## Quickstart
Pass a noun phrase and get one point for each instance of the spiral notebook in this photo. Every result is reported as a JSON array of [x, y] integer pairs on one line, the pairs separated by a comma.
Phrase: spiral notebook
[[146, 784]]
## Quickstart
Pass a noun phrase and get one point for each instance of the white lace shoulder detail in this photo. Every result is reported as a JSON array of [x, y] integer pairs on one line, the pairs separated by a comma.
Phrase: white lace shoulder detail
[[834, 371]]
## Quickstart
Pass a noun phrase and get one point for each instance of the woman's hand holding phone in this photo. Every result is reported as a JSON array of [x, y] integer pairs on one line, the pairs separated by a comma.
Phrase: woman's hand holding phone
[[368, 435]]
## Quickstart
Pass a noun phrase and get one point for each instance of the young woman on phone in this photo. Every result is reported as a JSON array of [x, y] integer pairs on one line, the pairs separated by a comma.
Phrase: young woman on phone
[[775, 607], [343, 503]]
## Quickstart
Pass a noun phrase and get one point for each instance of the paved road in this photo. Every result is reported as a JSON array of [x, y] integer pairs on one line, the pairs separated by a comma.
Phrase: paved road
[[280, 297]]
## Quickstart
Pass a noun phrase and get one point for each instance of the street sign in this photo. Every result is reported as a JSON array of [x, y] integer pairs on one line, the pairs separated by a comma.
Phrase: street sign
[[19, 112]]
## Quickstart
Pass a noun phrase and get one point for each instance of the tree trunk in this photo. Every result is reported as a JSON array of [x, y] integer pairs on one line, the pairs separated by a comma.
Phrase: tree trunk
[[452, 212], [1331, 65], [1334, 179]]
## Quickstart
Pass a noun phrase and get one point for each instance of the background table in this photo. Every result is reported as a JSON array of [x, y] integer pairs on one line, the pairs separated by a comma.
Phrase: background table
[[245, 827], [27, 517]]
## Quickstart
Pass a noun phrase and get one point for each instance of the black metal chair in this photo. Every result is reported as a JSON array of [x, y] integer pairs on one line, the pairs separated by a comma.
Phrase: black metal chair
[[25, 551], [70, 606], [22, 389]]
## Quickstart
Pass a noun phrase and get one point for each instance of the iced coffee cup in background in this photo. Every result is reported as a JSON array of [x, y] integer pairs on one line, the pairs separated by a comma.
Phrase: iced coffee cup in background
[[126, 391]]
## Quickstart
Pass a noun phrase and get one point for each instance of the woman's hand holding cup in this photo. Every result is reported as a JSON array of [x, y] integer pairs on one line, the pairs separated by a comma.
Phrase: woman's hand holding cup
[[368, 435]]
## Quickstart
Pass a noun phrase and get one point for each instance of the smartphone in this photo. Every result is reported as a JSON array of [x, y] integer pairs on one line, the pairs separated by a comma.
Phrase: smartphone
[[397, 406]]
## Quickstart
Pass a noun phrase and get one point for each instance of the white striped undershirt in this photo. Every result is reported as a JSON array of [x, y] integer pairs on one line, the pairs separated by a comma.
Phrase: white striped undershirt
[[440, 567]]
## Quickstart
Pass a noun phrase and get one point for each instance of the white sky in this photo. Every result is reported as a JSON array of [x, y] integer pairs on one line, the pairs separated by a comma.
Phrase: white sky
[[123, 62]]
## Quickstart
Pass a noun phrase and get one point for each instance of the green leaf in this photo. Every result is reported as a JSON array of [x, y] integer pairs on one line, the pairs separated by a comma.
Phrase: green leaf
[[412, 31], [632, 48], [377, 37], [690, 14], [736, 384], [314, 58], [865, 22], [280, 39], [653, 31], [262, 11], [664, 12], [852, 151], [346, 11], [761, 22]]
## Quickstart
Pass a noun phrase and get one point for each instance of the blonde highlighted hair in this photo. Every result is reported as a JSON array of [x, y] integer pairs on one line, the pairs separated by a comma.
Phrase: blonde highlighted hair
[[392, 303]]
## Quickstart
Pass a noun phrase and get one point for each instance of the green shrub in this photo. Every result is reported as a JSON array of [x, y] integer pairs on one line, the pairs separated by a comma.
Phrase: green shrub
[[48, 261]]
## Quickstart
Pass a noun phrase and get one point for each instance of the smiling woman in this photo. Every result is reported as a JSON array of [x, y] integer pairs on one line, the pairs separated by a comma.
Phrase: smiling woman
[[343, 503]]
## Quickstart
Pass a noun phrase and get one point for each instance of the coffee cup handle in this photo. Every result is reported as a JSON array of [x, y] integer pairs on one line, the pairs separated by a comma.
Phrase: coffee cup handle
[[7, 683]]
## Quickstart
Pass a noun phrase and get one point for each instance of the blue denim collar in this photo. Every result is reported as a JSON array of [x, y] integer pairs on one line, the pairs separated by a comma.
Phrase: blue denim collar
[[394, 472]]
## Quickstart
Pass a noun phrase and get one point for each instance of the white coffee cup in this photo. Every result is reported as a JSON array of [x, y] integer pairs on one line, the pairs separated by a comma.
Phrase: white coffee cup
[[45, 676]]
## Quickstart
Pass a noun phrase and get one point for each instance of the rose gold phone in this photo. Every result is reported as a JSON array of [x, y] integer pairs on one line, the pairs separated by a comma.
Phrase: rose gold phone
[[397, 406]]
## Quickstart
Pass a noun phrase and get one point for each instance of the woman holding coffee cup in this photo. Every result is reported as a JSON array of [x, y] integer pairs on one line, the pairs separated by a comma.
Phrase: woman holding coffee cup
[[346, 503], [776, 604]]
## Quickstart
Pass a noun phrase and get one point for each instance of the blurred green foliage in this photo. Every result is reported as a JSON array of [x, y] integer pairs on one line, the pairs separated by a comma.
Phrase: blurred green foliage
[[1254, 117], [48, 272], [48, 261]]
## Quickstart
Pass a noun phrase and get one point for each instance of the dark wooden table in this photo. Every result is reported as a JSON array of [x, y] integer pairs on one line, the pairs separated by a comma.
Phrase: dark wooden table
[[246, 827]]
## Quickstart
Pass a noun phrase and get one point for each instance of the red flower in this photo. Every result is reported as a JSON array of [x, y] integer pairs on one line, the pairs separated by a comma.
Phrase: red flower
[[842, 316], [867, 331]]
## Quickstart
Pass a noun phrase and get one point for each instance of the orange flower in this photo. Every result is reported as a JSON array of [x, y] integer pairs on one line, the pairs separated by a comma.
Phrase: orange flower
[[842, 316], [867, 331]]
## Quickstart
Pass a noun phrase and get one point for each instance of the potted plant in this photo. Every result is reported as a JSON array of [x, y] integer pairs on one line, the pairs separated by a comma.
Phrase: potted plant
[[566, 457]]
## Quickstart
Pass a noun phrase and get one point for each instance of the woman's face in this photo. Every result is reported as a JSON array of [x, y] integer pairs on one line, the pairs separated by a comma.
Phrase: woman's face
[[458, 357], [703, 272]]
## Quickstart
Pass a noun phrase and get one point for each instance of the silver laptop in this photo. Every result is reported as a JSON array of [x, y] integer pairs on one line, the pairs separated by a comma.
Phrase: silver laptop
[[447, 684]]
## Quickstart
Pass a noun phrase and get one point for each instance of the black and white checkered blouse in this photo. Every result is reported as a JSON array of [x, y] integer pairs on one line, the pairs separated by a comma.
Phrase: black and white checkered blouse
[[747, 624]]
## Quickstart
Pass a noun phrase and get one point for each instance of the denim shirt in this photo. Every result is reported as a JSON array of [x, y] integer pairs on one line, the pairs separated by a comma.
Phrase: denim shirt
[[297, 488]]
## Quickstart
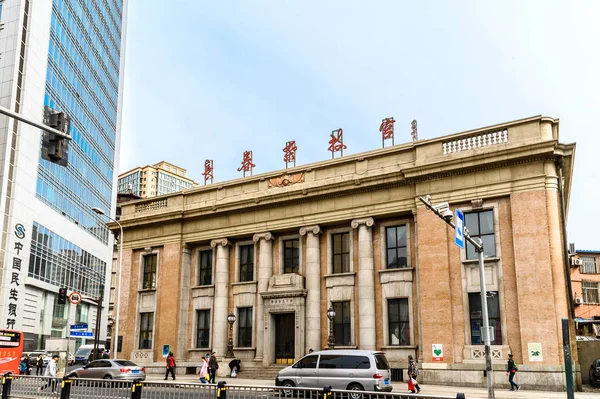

--- PROBLEM DESCRIPTION ---
Count the lines in the records above that contain the string "undershirt". Reply with the number alone.

--- THE OUTPUT ---
2